THE EXERCISE -
Format the lines below as a two-column CSV with the headers "text" and "answer," one row per line. Put each line's wording and its answer in a quoted field apiece, replace line breaks with spaces, and leave the pictures out.

Named-object pointing lines -
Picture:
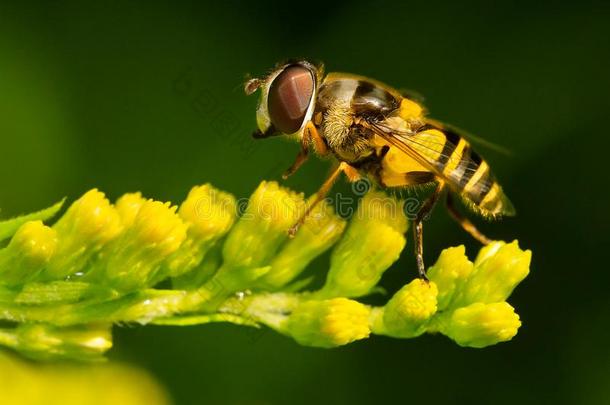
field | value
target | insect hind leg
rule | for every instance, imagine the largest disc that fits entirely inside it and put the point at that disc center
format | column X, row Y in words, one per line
column 464, row 222
column 418, row 228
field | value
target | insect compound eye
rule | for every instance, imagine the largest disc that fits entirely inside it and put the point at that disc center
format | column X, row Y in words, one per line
column 289, row 97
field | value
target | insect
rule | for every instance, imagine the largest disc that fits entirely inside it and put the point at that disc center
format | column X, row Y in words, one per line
column 376, row 131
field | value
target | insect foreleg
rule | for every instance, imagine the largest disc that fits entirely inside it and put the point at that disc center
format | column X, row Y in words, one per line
column 310, row 134
column 418, row 228
column 321, row 194
column 465, row 222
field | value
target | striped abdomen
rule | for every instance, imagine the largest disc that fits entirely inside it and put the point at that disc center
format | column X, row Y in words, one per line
column 466, row 172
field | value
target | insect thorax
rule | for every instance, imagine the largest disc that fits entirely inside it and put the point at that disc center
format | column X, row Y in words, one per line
column 344, row 102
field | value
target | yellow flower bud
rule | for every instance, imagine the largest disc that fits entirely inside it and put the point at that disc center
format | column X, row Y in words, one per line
column 257, row 235
column 29, row 251
column 321, row 230
column 371, row 244
column 91, row 218
column 381, row 208
column 480, row 325
column 128, row 206
column 328, row 323
column 134, row 259
column 36, row 242
column 157, row 227
column 407, row 312
column 449, row 273
column 209, row 212
column 497, row 271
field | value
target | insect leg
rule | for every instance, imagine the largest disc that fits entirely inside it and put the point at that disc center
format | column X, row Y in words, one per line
column 310, row 134
column 301, row 157
column 465, row 222
column 418, row 228
column 321, row 194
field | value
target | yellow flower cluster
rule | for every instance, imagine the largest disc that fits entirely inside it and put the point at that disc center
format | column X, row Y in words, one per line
column 101, row 263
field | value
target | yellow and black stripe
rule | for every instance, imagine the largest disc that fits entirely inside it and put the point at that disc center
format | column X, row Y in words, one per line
column 470, row 176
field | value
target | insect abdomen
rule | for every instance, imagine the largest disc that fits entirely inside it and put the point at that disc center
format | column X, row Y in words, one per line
column 473, row 178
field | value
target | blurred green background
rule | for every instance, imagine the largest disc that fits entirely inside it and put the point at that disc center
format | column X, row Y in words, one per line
column 148, row 96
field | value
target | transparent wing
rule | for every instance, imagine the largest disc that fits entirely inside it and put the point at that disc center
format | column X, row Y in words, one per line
column 471, row 137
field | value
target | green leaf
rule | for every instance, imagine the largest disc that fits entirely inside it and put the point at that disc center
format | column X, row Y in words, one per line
column 188, row 320
column 10, row 226
column 61, row 292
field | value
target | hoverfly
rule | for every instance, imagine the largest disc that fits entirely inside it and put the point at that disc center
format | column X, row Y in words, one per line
column 375, row 131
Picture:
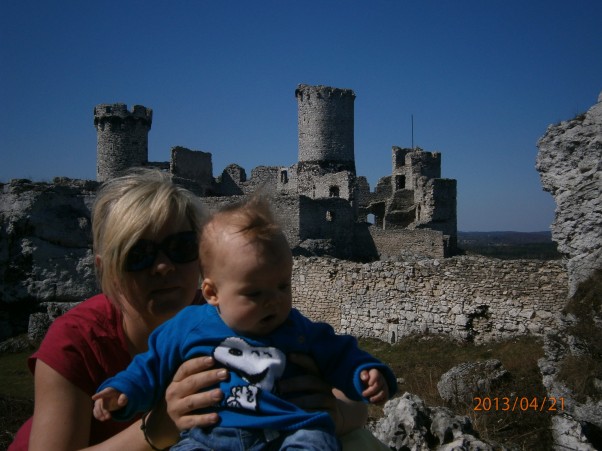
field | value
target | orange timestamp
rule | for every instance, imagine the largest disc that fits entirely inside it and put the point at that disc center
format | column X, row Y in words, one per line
column 518, row 403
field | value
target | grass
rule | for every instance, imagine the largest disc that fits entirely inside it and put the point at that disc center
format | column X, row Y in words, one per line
column 16, row 395
column 421, row 361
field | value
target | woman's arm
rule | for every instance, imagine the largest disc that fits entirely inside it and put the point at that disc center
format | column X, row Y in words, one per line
column 63, row 412
column 184, row 395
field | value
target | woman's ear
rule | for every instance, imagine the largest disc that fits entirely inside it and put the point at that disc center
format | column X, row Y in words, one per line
column 209, row 291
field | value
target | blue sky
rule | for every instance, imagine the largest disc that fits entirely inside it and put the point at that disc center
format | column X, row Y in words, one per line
column 482, row 80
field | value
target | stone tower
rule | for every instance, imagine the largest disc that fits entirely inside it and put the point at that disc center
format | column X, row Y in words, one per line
column 325, row 120
column 326, row 164
column 122, row 138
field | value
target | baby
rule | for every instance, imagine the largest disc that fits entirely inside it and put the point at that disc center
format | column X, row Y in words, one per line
column 249, row 326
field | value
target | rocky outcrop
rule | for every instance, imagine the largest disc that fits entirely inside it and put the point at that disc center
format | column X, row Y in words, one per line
column 570, row 166
column 467, row 380
column 45, row 245
column 409, row 424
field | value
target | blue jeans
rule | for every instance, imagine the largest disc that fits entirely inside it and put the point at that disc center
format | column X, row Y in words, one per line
column 232, row 439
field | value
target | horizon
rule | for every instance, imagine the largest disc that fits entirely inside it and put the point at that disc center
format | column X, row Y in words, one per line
column 478, row 82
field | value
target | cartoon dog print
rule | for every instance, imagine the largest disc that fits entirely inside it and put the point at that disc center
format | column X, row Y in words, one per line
column 260, row 367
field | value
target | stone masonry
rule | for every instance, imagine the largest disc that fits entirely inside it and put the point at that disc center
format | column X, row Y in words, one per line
column 468, row 298
column 334, row 203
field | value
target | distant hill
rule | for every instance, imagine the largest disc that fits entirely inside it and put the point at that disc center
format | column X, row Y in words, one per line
column 509, row 245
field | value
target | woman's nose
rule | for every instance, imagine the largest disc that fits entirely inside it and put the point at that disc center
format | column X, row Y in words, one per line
column 162, row 263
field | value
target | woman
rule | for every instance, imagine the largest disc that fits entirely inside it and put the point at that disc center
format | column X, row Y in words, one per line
column 145, row 233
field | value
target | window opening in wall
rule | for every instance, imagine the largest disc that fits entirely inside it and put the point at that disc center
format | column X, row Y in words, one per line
column 400, row 182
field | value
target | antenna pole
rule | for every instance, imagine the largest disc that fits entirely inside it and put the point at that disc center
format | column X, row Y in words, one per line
column 412, row 132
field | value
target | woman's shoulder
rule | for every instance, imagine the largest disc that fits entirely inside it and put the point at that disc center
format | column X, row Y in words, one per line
column 97, row 310
column 85, row 344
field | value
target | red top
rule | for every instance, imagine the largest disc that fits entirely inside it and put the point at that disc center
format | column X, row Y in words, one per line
column 86, row 345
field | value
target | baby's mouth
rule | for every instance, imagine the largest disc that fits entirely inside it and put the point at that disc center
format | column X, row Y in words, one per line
column 268, row 318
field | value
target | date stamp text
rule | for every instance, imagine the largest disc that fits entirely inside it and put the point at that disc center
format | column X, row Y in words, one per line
column 518, row 403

RESULT OF THIS TASK -
text,answer
"Picture: field | value target | insect hind leg rule | for every instance, imagine the largest disc that fits entirely inside it and put the point at that disc center format | column X, row Y in words, one per line","column 464, row 222 column 418, row 228"
"field | value target | insect compound eye rule | for every instance, imagine the largest disc that fits entirely inside it and put the point at that disc center format | column X, row Y in words, one per line","column 289, row 97"
"field | value target | insect rule | for every instance, imagine the largest disc that fits entirely inside it and put the point at that disc center format | column X, row Y in words, one per line","column 376, row 131"
"field | value target | insect foreleg rule | for every instance, imagine the largest disc that fits entirely inside it and put the point at that disc center format | column X, row Y in words, one per line","column 310, row 134 column 418, row 228 column 321, row 194 column 465, row 222"
"field | value target | striped abdomen rule | for every instance, imagine the largest disc that fits entirely inside it and put the point at that disc center format | column X, row Y in words, one per line","column 466, row 172"
"field | value target | insect thorax rule | for every instance, imagine the largest disc that fits entirely inside it and put the point at that disc center format | column X, row Y in words, one per line","column 344, row 102"
"field | value target | yellow flower bud rule | for every instance, imagine the largest disc that fits entirely inside it and put the point at that disc center format | column X, row Y in words, one per line","column 257, row 235 column 29, row 251 column 321, row 230 column 371, row 244 column 91, row 218 column 381, row 208 column 480, row 325 column 128, row 206 column 328, row 323 column 134, row 259 column 36, row 242 column 157, row 227 column 407, row 312 column 449, row 273 column 209, row 212 column 497, row 271"
"field | value target | insect leg rule | for every instance, imagine the largest disc that fits entirely inside it and put the point at that disc center format | column X, row Y in words, one per line","column 310, row 134 column 301, row 157 column 465, row 222 column 418, row 228 column 321, row 194"
"field | value target | yellow flower cluster rule | for every instance, imagine the largest disc that fits entirely inside it and put the point at that disc center format | column X, row Y in words, one per line","column 101, row 263"
"field | value target | yellow and black stripe rule | for every instance, imagine the largest disc that fits entirely inside it and put the point at that disc center format | column X, row Y in words, one per line","column 470, row 176"
"field | value target | insect abdomen rule | for every instance, imagine the largest disc that fits entirely inside it and put the point at that disc center format | column X, row Y in words, one per line","column 473, row 178"
"field | value target | blurred green background rule | for every instance, imagine the largest disc that fits entirely inside it and put the point at that disc center format | column X, row Y in words, one per line","column 148, row 96"
"field | value target | transparent wing rule | for every instance, imagine the largest disc that fits entirely inside it and put the point at that disc center format | column X, row Y in words, one per line","column 471, row 137"
"field | value target | green leaf rule | for every instance, imagine the largest disc that fits entirely inside it and put the point at that disc center format | column X, row Y in words, one per line","column 188, row 320 column 10, row 226 column 61, row 292"
"field | value target | hoverfly rule | for every instance, imagine the largest disc that fits entirely inside it and put the point at that disc center format | column X, row Y in words, one per line","column 375, row 131"
"Picture: field | value target | orange timestamp rule | for every instance, imagine the largest disc that fits entirely inside it and put the point at that disc center format | column X, row Y in words, one per line","column 518, row 403"
"field | value target | grass rule | for every instance, imagine the largest disc that fits entirely inside it and put the point at that disc center format | column X, row Y in words, one per line","column 16, row 395 column 421, row 361"
"field | value target | woman's arm rule | for every instance, imagine the largest disc that fits entirely inside it and put the point at that disc center format | column X, row Y in words, one per line","column 63, row 412 column 184, row 395"
"field | value target | woman's ear rule | for every instance, imagine the largest disc that fits entirely inside it and put the point at that disc center format | column X, row Y in words, one per line","column 209, row 291"
"field | value target | blue sky rule | for every instance, imagine the largest disc that fits entirely inside it and put the point at that disc center format | column X, row Y in words, one per line","column 482, row 80"
"field | value target | stone tower rule | for every instance, imagine the largest disc that fits entirely inside it and put the point at that disc center format | column X, row Y in words, one per line","column 325, row 120 column 326, row 164 column 122, row 138"
"field | value target | baby rule | for every instance, imagine the largest disc that fits entirely inside it and put the point at that disc center format | column X, row Y in words, one per line","column 249, row 326"
"field | value target | rocky outcrop rule | for every instance, imagine the largest disc that fits entirely inside it and put the point at that disc center format | column X, row Y in words, one per line","column 570, row 166 column 467, row 380 column 45, row 245 column 409, row 424"
"field | value target | blue jeans rule | for every instance, imagine the largest disc that fits entirely inside it and put the point at that disc center format | column X, row Y in words, one per line","column 232, row 439"
"field | value target | horizon rule | for every instance, imagine the largest disc that fits entirely inside it and put the point at that disc center format | column X, row Y in words, one per line","column 478, row 82"
"field | value target | cartoon dog print rule | for every instance, imagine the largest disc that fits entirely inside it and put the point at that disc center format | column X, row Y in words, one per line","column 260, row 367"
"field | value target | stone masonry rule | for every instance, imagine the largest disc that fits entirely inside it and put the point at that disc center format | column X, row Y in words, one per line","column 468, row 298 column 334, row 203"
"field | value target | distant hill rule | for every instance, imagine the largest disc that fits entirely inside it and put the point at that disc center format | column X, row Y in words, one per line","column 509, row 245"
"field | value target | woman's nose rule | for every instance, imagine the largest disc that fits entirely inside it and put the point at that disc center format | column X, row Y in words, one per line","column 162, row 263"
"field | value target | woman rule | for every instance, imagine the largest disc that fits entirely inside it and put the point at that disc center format | column X, row Y in words, one per line","column 145, row 233"
"field | value target | window opening in wall rule | for every instance, imagine the largest disc that fits entirely inside it and put the point at that disc center format | column X, row Y in words, one per line","column 400, row 182"
"field | value target | antenna pole rule | for every instance, imagine the largest disc that fits entirely inside it and put the point at that disc center format | column X, row Y in words, one per line","column 412, row 132"
"field | value target | woman's shoulder rule | for every instance, imagine the largest disc that fits entirely inside it and put the point at that disc center format | column X, row Y in words, one per line","column 97, row 310 column 85, row 344"
"field | value target | red top rule | for every instance, imagine the largest disc that fits entirely inside it and put the point at that disc center format | column X, row Y in words, one per line","column 86, row 345"
"field | value target | baby's mouth rule | for every instance, imagine the largest disc that fits entirely inside it and put the point at that disc center format | column X, row Y in words, one per line","column 268, row 318"
"field | value target | date stamp text rule | for every instance, imagine the largest disc that fits entirely inside it and put the point at that disc center format | column X, row Y in words, one per line","column 518, row 403"